Task brief - Pull out each line of the material below that contains the word "cornice". Matches are case-sensitive.

┌─ Dataset entries

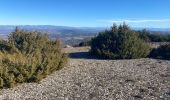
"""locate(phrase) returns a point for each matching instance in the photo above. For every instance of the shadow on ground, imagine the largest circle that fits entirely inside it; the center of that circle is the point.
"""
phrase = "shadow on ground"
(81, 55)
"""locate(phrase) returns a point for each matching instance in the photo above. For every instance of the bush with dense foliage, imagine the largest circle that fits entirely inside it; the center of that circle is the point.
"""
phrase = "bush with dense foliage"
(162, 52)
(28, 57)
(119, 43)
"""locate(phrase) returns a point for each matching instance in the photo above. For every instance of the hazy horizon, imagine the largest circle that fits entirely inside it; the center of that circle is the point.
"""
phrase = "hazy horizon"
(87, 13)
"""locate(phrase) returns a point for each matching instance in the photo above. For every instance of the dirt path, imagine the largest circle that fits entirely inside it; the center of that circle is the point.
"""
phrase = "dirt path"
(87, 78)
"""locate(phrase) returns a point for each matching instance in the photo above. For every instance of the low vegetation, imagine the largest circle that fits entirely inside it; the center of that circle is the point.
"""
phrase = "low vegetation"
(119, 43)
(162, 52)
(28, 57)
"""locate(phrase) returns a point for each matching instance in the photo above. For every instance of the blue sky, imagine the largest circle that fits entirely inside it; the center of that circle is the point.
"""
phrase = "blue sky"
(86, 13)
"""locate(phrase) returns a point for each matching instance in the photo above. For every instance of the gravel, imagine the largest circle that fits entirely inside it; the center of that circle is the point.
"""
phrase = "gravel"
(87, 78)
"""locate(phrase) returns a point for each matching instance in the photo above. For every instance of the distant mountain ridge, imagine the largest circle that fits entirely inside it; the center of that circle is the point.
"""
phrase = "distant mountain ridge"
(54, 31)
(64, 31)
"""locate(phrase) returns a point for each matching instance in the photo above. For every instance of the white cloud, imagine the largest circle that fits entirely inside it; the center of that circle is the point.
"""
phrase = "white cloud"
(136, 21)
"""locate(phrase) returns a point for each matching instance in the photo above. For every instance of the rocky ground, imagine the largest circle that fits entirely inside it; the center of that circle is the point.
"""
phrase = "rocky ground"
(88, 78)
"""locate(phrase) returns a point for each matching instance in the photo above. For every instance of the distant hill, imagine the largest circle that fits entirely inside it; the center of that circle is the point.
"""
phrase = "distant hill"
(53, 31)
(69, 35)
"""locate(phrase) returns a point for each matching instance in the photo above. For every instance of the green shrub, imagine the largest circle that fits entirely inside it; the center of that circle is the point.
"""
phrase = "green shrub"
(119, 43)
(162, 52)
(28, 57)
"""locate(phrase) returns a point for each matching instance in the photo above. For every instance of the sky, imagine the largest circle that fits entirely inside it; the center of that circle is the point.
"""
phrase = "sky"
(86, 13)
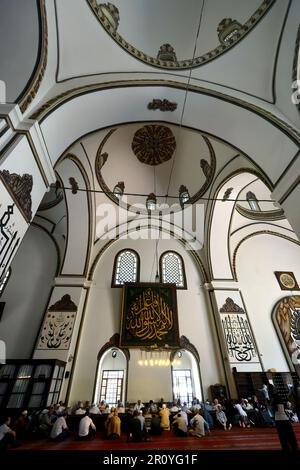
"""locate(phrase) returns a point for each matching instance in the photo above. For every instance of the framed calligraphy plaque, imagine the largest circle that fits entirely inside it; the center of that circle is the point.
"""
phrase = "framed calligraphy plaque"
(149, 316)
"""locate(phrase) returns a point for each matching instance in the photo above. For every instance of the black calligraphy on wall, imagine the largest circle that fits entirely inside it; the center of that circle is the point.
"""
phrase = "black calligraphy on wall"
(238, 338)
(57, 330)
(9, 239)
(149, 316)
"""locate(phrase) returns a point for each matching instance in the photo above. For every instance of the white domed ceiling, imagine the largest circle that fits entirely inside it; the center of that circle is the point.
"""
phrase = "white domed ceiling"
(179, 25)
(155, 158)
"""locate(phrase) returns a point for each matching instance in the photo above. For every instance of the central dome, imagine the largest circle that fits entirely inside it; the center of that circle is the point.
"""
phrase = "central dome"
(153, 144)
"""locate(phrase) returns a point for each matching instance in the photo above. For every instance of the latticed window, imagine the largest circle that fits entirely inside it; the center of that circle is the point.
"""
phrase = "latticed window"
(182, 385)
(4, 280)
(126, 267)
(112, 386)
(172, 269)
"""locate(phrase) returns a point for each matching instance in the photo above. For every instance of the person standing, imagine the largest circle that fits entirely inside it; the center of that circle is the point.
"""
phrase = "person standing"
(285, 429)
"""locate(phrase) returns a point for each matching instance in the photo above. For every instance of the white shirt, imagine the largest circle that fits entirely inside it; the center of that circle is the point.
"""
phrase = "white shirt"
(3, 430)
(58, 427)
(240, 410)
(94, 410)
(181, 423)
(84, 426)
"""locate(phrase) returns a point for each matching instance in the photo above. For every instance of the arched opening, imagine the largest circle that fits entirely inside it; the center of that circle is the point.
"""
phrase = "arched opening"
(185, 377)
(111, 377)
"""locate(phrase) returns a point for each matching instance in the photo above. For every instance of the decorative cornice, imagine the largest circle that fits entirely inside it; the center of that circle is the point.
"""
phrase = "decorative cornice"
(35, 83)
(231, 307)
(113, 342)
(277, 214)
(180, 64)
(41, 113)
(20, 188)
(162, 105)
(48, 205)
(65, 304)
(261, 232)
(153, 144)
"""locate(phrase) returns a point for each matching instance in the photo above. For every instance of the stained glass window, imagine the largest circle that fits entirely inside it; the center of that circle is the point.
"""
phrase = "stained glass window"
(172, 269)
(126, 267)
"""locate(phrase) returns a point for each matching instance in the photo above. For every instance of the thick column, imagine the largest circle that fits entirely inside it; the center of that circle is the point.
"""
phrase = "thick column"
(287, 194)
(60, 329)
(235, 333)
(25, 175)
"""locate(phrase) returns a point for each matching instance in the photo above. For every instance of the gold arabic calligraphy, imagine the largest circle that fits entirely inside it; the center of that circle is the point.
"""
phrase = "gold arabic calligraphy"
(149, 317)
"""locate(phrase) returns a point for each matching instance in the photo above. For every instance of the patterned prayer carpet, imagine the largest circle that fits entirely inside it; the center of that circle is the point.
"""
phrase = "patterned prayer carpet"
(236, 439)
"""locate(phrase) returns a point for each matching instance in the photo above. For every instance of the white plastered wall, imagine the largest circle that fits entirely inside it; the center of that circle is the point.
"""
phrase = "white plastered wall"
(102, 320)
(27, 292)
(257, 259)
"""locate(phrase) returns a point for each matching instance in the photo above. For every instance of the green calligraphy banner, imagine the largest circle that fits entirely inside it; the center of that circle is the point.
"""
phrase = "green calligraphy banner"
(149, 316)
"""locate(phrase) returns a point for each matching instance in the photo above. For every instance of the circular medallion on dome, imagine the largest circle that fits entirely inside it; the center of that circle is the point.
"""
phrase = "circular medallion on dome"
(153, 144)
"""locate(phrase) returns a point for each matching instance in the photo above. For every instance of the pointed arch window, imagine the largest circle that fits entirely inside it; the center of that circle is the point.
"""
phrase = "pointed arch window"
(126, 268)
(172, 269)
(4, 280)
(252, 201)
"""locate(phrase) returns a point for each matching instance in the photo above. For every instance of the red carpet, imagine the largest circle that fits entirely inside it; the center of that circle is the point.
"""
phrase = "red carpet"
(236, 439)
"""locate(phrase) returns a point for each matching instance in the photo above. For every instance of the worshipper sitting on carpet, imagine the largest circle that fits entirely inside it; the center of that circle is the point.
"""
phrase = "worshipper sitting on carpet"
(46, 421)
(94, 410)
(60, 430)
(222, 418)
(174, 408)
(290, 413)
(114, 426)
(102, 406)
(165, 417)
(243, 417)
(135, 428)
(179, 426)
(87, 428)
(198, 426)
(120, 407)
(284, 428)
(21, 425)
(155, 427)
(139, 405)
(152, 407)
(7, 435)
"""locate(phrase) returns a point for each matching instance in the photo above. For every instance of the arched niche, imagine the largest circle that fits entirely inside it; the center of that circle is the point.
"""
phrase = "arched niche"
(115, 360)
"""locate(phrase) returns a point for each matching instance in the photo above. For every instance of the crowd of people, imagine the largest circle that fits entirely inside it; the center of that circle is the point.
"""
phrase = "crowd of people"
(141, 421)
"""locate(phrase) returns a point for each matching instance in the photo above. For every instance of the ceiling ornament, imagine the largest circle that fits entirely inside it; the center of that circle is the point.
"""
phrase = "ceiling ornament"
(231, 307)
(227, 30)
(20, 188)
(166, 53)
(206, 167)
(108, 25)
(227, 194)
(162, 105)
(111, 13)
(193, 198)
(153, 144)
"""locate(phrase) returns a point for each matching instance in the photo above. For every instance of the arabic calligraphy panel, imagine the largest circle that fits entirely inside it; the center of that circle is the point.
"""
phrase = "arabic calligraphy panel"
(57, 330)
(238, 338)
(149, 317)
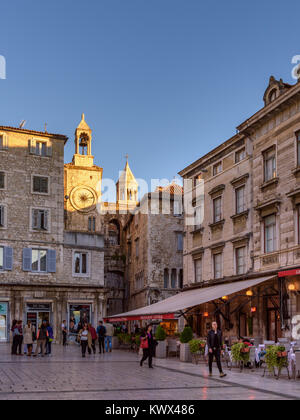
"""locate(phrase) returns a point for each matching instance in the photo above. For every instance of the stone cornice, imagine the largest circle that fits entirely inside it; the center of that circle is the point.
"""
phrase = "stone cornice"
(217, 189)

└─
┌─ Dataset entries

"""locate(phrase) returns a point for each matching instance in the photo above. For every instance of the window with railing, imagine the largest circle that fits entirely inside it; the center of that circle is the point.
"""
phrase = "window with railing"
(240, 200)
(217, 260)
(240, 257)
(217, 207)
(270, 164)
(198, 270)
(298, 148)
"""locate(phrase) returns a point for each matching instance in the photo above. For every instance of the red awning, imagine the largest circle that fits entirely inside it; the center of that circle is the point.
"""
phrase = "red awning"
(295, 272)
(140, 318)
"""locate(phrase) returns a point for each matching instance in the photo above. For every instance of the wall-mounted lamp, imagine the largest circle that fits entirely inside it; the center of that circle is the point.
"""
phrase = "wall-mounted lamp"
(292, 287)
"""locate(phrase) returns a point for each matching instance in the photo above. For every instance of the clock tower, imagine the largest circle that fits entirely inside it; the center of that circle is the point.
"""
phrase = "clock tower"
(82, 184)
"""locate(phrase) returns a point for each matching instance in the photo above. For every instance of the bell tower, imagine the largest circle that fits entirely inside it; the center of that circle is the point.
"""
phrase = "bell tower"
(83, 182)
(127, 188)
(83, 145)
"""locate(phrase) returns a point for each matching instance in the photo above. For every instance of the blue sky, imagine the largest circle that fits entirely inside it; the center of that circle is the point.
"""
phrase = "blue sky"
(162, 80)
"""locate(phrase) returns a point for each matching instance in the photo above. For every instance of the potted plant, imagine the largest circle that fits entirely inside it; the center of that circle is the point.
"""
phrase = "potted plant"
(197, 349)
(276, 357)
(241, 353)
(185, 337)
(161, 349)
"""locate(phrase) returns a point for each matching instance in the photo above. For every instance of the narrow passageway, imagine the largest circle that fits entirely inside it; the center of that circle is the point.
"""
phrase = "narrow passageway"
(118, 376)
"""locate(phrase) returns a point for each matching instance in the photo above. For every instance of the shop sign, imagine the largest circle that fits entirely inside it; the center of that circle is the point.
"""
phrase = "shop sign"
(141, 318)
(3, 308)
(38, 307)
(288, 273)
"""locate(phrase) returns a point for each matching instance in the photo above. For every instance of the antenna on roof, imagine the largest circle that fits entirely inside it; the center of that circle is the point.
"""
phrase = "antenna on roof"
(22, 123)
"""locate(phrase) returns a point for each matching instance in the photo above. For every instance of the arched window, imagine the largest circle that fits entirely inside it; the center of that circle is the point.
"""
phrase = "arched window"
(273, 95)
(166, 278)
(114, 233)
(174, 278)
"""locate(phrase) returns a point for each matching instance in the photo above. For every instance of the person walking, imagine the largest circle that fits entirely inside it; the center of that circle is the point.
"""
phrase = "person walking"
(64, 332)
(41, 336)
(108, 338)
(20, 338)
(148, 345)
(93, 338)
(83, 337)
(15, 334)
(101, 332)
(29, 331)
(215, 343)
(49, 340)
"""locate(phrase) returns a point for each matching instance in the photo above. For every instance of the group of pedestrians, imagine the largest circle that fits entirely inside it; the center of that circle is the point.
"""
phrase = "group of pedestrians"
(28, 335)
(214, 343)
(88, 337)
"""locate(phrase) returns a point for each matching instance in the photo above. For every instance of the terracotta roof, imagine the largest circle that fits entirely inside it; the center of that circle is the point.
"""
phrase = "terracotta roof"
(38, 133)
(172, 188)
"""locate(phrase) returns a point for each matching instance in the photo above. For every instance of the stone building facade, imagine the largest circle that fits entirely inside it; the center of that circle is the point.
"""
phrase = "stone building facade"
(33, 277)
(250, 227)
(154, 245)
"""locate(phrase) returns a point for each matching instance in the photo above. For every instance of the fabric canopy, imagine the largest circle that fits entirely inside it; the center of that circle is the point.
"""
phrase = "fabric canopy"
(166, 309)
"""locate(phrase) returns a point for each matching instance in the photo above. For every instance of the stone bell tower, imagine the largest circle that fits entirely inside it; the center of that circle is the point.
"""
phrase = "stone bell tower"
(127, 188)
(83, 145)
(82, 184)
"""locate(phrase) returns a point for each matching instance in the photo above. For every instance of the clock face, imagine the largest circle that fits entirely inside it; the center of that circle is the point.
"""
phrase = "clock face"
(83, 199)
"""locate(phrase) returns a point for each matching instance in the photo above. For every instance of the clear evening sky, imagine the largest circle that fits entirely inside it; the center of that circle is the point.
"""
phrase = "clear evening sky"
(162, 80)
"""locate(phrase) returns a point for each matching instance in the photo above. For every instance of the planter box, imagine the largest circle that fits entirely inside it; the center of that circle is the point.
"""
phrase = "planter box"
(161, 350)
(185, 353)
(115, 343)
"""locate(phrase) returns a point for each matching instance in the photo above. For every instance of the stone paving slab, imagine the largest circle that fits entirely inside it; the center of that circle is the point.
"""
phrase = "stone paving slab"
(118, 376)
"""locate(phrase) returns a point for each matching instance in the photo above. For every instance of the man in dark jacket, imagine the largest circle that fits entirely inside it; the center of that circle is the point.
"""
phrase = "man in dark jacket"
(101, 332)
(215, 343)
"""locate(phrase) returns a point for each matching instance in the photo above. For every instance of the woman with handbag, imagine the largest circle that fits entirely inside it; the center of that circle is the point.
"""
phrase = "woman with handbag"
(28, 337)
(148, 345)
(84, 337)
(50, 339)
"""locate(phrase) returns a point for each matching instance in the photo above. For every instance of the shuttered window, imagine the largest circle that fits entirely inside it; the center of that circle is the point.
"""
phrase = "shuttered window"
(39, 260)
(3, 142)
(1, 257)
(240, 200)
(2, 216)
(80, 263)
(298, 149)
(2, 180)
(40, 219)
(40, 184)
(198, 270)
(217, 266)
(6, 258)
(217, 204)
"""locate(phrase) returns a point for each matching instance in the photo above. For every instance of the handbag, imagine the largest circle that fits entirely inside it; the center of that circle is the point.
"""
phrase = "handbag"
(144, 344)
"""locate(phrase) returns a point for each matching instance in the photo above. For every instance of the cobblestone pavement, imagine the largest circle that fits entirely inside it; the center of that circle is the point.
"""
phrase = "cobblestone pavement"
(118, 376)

└─
┌─ Dataset entries

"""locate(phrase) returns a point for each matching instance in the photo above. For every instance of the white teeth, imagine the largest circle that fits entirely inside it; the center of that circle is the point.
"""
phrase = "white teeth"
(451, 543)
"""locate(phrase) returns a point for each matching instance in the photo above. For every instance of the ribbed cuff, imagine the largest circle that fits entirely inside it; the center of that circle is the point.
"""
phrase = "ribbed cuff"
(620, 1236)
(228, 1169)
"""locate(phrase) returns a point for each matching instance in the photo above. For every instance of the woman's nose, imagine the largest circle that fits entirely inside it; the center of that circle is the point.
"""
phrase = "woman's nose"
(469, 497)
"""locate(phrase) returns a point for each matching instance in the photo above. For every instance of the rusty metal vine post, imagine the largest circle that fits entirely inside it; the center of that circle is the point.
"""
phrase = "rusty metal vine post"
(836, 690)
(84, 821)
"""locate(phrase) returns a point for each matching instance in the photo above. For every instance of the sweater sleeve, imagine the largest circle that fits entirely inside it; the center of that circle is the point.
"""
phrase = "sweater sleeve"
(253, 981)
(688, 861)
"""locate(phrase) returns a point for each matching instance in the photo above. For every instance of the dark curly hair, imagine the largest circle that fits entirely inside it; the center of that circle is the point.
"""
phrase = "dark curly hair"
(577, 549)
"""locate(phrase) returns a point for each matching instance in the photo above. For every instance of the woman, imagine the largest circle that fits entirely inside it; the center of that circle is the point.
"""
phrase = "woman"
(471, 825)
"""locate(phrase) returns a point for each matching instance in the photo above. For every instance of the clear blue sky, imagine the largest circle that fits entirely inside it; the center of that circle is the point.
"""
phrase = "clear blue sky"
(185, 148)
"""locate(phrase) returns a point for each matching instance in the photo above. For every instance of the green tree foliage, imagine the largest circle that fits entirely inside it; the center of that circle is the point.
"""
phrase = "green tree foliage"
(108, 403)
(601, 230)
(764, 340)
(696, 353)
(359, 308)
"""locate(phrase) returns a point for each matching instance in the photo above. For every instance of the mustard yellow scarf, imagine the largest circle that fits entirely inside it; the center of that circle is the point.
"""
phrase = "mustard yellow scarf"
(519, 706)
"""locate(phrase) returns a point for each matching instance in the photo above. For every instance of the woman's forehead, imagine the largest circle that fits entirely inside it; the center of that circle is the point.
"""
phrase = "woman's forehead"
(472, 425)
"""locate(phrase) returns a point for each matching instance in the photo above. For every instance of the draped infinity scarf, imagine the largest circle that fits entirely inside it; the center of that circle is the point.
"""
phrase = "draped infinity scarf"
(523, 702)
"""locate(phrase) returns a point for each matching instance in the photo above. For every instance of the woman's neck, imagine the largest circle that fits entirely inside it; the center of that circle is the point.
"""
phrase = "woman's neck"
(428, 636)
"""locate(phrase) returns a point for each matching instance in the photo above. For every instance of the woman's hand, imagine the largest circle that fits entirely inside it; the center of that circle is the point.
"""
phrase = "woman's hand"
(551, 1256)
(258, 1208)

└─

Result below -
"""locate(phrase) returns a point for each matching instance in the photo above. For every instance of the decorative cornice, imagine the largest circle that fits entirely inside it; the center of that circle is the point.
phrase = "decorative cornice"
"""locate(phrase) returns a point for each matching instance in the photo above. For every instance of the stone cornice, imagine the largest circle that fits entirely inside it; the center of that circle is the point.
phrase = "stone cornice"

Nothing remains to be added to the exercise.